For Release
WASHINGTON — The Federal Deposit Insurance Corporation (FDIC), as Receiver of Signature Bridge Bank, N.A. (FDIC-Receiver), today completed two of several transactions following the marketing of the $33 billion Commercial Real Estate (CRE) loan portfolio retained in receivership after the failure of Signature Bank, New York, New York .
In a pair of transactions, the FDIC-Receiver established two newly formed ventures (Ventures), and sold a five percent equity interest in each Venture to Community Preservation Corporation (CPC). CPC is a nonprofit multifamily finance company that was founded in 1974 to provide financial resources to stabilize and revitalize underserved communities. The FDIC-Receiver retained a 95 percent equity interest in each Venture. The FDIC-Receiver contributed to the Ventures a total of approximately $5.8 billion of loans collateralized by rent-stabilized or rent-controlled multifamily properties. 1
Among other factors, the FDIC-Receiver has a statutory obligation to maximize the preservation of the availability and affordability of residential real property for low- and moderate-income individuals. The terms of each transaction include requirements that facilitate the financial and physical preservation of underlying collateral. CPC will be responsible for the management, servicing and liquidation of each Ventures’ respective assets. CPC will also be required to manage the portfolios in accordance with the terms of the transactions, subject to comprehensive monitoring and oversight by the FDIC-Receiver.

(Given task 1): Update the listing from its first line through the line containing "(277, 17), (301, 68)" by replacing "spectator" with "onlooker", leaving everything else as it is.

(Entries from an annotation dataset):
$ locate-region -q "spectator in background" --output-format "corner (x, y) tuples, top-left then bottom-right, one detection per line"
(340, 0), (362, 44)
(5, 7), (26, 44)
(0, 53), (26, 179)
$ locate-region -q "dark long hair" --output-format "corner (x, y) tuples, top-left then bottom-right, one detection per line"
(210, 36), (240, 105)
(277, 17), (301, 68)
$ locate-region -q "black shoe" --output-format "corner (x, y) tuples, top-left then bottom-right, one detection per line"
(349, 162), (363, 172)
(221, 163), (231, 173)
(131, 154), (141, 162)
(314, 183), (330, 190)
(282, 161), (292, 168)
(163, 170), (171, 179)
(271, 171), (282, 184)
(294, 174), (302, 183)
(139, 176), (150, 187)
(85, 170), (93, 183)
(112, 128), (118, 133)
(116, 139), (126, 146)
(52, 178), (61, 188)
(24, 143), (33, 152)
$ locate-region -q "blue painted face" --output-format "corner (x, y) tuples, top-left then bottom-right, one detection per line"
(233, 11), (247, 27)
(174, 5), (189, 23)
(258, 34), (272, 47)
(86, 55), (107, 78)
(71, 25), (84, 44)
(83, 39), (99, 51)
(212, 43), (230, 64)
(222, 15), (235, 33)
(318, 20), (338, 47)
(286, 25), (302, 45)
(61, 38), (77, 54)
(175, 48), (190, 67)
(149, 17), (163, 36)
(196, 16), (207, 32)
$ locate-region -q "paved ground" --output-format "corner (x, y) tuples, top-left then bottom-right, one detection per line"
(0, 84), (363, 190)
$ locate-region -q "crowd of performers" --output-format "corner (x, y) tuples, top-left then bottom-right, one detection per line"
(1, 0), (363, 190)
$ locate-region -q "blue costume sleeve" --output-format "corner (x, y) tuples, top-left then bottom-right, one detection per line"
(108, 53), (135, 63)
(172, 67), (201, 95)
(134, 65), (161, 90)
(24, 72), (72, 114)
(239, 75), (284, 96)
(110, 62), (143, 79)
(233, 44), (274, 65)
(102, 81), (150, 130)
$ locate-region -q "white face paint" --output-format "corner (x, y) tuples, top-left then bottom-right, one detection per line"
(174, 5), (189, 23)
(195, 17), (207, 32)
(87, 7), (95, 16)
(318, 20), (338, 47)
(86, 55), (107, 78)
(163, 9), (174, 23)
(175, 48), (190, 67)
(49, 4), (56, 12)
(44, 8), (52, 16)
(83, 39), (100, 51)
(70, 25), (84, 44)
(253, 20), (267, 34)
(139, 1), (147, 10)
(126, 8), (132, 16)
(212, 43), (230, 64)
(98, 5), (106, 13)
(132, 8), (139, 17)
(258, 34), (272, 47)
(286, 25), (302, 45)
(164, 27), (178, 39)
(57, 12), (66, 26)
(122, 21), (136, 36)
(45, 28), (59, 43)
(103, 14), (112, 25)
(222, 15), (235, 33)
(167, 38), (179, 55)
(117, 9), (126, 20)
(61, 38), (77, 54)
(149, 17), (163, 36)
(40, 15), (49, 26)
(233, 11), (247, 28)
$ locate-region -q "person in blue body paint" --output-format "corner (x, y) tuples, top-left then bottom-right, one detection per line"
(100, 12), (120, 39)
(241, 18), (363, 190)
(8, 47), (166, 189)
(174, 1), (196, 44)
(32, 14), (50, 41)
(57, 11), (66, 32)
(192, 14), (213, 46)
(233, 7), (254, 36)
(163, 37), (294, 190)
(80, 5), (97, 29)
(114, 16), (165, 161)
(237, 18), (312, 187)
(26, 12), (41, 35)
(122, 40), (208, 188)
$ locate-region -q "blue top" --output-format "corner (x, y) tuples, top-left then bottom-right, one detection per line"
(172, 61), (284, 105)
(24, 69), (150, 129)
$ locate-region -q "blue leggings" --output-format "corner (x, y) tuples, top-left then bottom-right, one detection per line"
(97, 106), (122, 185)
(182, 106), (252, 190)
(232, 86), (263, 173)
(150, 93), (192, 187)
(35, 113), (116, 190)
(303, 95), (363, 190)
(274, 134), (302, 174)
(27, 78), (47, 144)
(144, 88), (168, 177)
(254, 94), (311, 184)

(Given task 2): Return the passage of the press release that begins at the words "For Release" and stops after "York, New York .", copied word for word.

(Task answer 1):
$ locate-region -q "onlooker in background" --output-format "corner (x, y) tuples, top-left then bottom-right, one detection per line"
(340, 0), (362, 44)
(5, 7), (26, 44)
(0, 53), (26, 179)
$ locate-region -q "dark long hair" --output-format "corner (x, y) tuples, top-left then bottom-right, one detection per line"
(210, 36), (240, 105)
(277, 17), (301, 68)

(Task answer 2):
For Release
WASHINGTON — The Federal Deposit Insurance Corporation (FDIC), as Receiver of Signature Bridge Bank, N.A. (FDIC-Receiver), today completed two of several transactions following the marketing of the $33 billion Commercial Real Estate (CRE) loan portfolio retained in receivership after the failure of Signature Bank, New York, New York .